#### Exercise description
Copy the material below line for line, with no changes.

#### Saved entries

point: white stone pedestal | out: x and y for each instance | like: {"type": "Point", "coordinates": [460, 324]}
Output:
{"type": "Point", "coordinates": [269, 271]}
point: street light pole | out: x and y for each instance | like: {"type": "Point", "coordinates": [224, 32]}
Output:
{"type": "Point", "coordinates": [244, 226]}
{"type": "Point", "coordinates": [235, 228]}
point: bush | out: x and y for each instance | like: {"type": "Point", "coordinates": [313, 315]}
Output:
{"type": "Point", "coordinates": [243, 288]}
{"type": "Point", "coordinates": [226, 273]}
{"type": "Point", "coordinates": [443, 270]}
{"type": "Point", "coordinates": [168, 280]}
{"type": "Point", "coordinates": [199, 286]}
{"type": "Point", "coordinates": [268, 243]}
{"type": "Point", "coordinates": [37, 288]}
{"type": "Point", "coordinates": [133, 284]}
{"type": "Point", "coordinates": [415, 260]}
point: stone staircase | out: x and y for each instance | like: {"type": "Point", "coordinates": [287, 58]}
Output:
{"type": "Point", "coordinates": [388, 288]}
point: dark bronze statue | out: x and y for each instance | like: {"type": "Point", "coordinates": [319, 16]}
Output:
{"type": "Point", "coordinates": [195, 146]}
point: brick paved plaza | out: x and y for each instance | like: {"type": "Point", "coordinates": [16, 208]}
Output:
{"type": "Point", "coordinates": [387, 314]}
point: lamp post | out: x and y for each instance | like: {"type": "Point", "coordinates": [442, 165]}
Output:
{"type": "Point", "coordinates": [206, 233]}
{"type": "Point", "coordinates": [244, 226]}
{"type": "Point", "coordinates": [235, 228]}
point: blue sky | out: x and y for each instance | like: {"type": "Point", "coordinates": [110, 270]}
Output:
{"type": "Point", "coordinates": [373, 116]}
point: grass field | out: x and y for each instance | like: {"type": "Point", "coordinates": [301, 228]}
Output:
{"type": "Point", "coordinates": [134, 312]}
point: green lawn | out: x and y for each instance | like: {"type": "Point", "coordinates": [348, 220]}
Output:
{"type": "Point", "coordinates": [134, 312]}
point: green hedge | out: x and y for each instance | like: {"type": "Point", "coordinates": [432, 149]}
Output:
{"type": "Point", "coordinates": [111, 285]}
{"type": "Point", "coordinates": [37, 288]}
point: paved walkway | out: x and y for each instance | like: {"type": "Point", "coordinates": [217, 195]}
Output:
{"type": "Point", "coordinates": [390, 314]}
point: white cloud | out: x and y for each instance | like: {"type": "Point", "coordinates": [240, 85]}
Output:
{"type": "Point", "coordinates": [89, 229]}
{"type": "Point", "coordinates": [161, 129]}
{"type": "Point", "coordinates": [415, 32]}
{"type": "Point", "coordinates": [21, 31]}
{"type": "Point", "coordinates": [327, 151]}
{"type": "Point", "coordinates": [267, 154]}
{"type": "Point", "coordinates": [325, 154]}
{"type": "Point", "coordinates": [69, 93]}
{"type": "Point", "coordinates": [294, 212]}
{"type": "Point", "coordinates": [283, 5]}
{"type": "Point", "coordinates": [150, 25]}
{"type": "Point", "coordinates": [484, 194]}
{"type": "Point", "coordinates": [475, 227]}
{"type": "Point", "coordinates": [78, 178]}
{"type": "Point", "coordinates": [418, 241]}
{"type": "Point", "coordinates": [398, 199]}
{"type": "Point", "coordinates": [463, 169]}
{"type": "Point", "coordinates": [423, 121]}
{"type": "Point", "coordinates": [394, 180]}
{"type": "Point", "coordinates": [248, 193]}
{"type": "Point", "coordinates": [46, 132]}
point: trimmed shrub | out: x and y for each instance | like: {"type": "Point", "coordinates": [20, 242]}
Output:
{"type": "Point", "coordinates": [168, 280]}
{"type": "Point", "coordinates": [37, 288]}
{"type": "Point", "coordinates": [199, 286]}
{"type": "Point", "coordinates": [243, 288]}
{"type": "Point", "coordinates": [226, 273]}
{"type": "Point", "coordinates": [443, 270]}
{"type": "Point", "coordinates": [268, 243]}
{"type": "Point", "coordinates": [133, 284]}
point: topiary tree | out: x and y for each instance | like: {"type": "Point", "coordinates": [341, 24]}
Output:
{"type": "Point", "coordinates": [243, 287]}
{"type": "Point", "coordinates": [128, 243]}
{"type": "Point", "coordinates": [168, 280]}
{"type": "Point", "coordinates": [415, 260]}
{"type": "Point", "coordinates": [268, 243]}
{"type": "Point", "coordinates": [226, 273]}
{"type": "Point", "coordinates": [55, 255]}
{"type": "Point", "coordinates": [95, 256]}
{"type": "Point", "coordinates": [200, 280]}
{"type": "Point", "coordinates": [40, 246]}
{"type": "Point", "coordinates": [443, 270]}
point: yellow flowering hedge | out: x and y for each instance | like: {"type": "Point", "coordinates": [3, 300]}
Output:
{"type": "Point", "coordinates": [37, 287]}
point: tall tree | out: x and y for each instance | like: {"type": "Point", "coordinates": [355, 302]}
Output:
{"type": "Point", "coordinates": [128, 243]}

#### Exercise response
point: white stone pedestal | out: x and y for each instance | like: {"type": "Point", "coordinates": [460, 324]}
Output:
{"type": "Point", "coordinates": [269, 271]}
point: street light pole | out: x and y for each instance | like: {"type": "Point", "coordinates": [224, 32]}
Output:
{"type": "Point", "coordinates": [244, 226]}
{"type": "Point", "coordinates": [235, 228]}
point: bush | out: x and y for each instance | like: {"type": "Point", "coordinates": [313, 315]}
Output:
{"type": "Point", "coordinates": [243, 288]}
{"type": "Point", "coordinates": [226, 273]}
{"type": "Point", "coordinates": [443, 270]}
{"type": "Point", "coordinates": [168, 280]}
{"type": "Point", "coordinates": [199, 286]}
{"type": "Point", "coordinates": [268, 243]}
{"type": "Point", "coordinates": [37, 288]}
{"type": "Point", "coordinates": [133, 284]}
{"type": "Point", "coordinates": [415, 260]}
point: stone staircase | out: x and y for each instance | like: {"type": "Point", "coordinates": [287, 58]}
Output:
{"type": "Point", "coordinates": [388, 288]}
point: dark bronze statue | out: x and y for each instance | like: {"type": "Point", "coordinates": [319, 16]}
Output:
{"type": "Point", "coordinates": [195, 146]}
point: brick paved plaza | out: x and y for each instance | like: {"type": "Point", "coordinates": [16, 208]}
Output:
{"type": "Point", "coordinates": [387, 314]}
point: lamp post | out: x and y for each instance | like: {"type": "Point", "coordinates": [442, 165]}
Output:
{"type": "Point", "coordinates": [206, 233]}
{"type": "Point", "coordinates": [244, 226]}
{"type": "Point", "coordinates": [235, 228]}
point: blue sky | out: x and y for each instance | like: {"type": "Point", "coordinates": [110, 270]}
Output:
{"type": "Point", "coordinates": [373, 116]}
point: grass field | out: x and y for each instance | like: {"type": "Point", "coordinates": [301, 228]}
Output:
{"type": "Point", "coordinates": [134, 312]}
point: green lawn | out: x and y for each instance | like: {"type": "Point", "coordinates": [348, 220]}
Output:
{"type": "Point", "coordinates": [134, 312]}
point: green hedge | out: x and y for each instance | like: {"type": "Point", "coordinates": [432, 149]}
Output:
{"type": "Point", "coordinates": [111, 285]}
{"type": "Point", "coordinates": [37, 288]}
point: paved walkway | out: x and y for each instance | like: {"type": "Point", "coordinates": [217, 195]}
Output:
{"type": "Point", "coordinates": [390, 314]}
point: white cloud | out: x and y for each instance | like: {"type": "Point", "coordinates": [240, 85]}
Output:
{"type": "Point", "coordinates": [89, 229]}
{"type": "Point", "coordinates": [161, 129]}
{"type": "Point", "coordinates": [415, 32]}
{"type": "Point", "coordinates": [21, 31]}
{"type": "Point", "coordinates": [327, 151]}
{"type": "Point", "coordinates": [267, 154]}
{"type": "Point", "coordinates": [325, 154]}
{"type": "Point", "coordinates": [69, 93]}
{"type": "Point", "coordinates": [294, 212]}
{"type": "Point", "coordinates": [283, 5]}
{"type": "Point", "coordinates": [150, 25]}
{"type": "Point", "coordinates": [484, 194]}
{"type": "Point", "coordinates": [475, 227]}
{"type": "Point", "coordinates": [78, 178]}
{"type": "Point", "coordinates": [418, 241]}
{"type": "Point", "coordinates": [398, 199]}
{"type": "Point", "coordinates": [463, 169]}
{"type": "Point", "coordinates": [423, 121]}
{"type": "Point", "coordinates": [394, 180]}
{"type": "Point", "coordinates": [248, 193]}
{"type": "Point", "coordinates": [46, 132]}
point: trimmed shrub | out: x and y for each instance | like: {"type": "Point", "coordinates": [20, 242]}
Output:
{"type": "Point", "coordinates": [168, 280]}
{"type": "Point", "coordinates": [37, 288]}
{"type": "Point", "coordinates": [199, 286]}
{"type": "Point", "coordinates": [243, 288]}
{"type": "Point", "coordinates": [226, 273]}
{"type": "Point", "coordinates": [443, 270]}
{"type": "Point", "coordinates": [268, 243]}
{"type": "Point", "coordinates": [133, 284]}
point: topiary tree | out: x and y for each instance | like: {"type": "Point", "coordinates": [341, 24]}
Output:
{"type": "Point", "coordinates": [243, 287]}
{"type": "Point", "coordinates": [128, 243]}
{"type": "Point", "coordinates": [168, 280]}
{"type": "Point", "coordinates": [415, 260]}
{"type": "Point", "coordinates": [268, 243]}
{"type": "Point", "coordinates": [226, 273]}
{"type": "Point", "coordinates": [55, 255]}
{"type": "Point", "coordinates": [95, 256]}
{"type": "Point", "coordinates": [200, 280]}
{"type": "Point", "coordinates": [40, 246]}
{"type": "Point", "coordinates": [443, 270]}
point: yellow flowering hedge | out: x and y for each instance | like: {"type": "Point", "coordinates": [3, 300]}
Output:
{"type": "Point", "coordinates": [37, 287]}
point: tall tree | out: x and y for each instance | like: {"type": "Point", "coordinates": [355, 302]}
Output:
{"type": "Point", "coordinates": [128, 243]}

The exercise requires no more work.